• _Extract_:
I thought Mayo would have atleast made the 15 man cut and Rondo would be tossed.


----------



## Dre (Jun 20, 2003)

For what it's worth Lopez was playing with mono, so hopefully in the next game or whatever he looks a lot better.


----------



## Wilt_The_Stilt (Jun 7, 2002)

Mayo should not have been cut. 

Of the players left, this is who I would keep:

Chandler/Lopez
Durant/Odom/Love
Gay/Iggy
Curry/Gordon
Rose/Billups/Westbrook


----------



## BG7 (Jun 25, 2003)

I think Rose, Curry, Durant, and Chandler. No real preference on who else they start in the 4 position, but starting Eric Gordon would make the starting lineup read like a mash up of some of the recent Bulls teams.

I think Rose looks like the best point guard on the team from the scrimmage game. He can help the team push the tempo, and he was also one of the best midrange shooting point guards in the NBA, and those will be threes in FIBA.


Then Durant is the no brainer starter. He's the star of the team. Then I start Curry in the last spot, because I think with him Rose, and Durant all in the same lineup Team USA could just blow some teams out from teh get go because they will be too dangerous from three.

Then I start Tyson Chandler because he is a tough defensive big man, which is good for international play.


----------



## f22egl (Jun 3, 2004)

Brook Lopez withdraws because of mono; McGee makes final 15.


----------



## futuristxen (Jun 26, 2003)

• _What you need to do_:
**1)** Decide whether each statement agrees with the roster thread: (a) Wilt_The_Stilt thinks Mayo should have been cut; (b) BG7 names a firm choice for the 4 position; (c) McGee made the final 15 after Lopez withdrew. For each, answer yes or no and quote the words that decide it.
**2)** Carry on the roster thread from where it stops by writing the post that belongs under its last header.
The listing that follows the roster thread plays no part in this work.

• _Data_:
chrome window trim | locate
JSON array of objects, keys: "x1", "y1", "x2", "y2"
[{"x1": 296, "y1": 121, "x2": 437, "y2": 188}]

• _Results for the exercise_:
**1)**
(a) No: "Mayo should not have been cut."
(b) No: "No real preference on who else they start in the 4 position"
(c) Yes: "Brook Lopez withdraws because of mono; McGee makes final 15."

**2)**
They may not medal with this group. It's a shame no one from the last team came back. If they all weren't such followers of whatever Lebron James does, we could have fielded a decent team even with a few losses. 

I mean what exactly is Dwight Howard's excuse for not being on the olympic team with Durant right now? He wasn't a free agent or anything. Didn't play in the Finals. And he hasn't played in that many Team USA's either. Missed opportunity on his part, because he could have been out from underneath Wade and Lebron's shadow a bit with a good showing with Durant. Could have marketed himself with Durant as the anti-NWO guy.


----------



## Dre (Jun 20, 2003)

Why do you exaggerate everything


----------



## caseyrh (Jun 10, 2003)

This team will still mop the floor with the rest of the world.


----------



## futuristxen (Jun 26, 2003)

Spain is the favorite for most people in the tournament. Then it's a tossup. We're once again sending a team that has only played together for two weeks, against teams with 10-15 years of continuity. We're undersized.

Look at the Brazillian frontline for the tournament:
Varejao, Nene, Splitter...and they've got Barbosa running the point. How is Lamar Odom going to box out Varejao? Chandler can't guard Splitter, whatsoever. And do we have the cohesion to guard the pick and roll effectively, and keep Barbosa out of the paint?

Our small team could easily be overrun by a good number of these teams. Brazil, Greece, Spain, are all a problem. Heck even the French look like a problem with their front court of Mahimi, Diaw, and Noah. 

We look undersized to me, and the international game is going to be won in the half court, which mitigates some of our athletic advantages in the backcourt.

I think people expecting a gold medal from this group are being unrealistic and setting them up to fail.

if Durant leads this team to even a Bronze, it's an achievement in my book. This is a tall order. Our frontcourt is an absolute joke.

Chandler-Lamar Odom? McGee-Love as the back ups?

That's a joke, and an indictment on our NBA players and our basketball development system as a whole. USA basketball really needs to reexamine how we develop big men in this country, because we haven't produced a great center since Shaq, and that was almost 20 years ago.

Someone needs to get in Dwight Howard's ear and teach him the post game. We need size damnit.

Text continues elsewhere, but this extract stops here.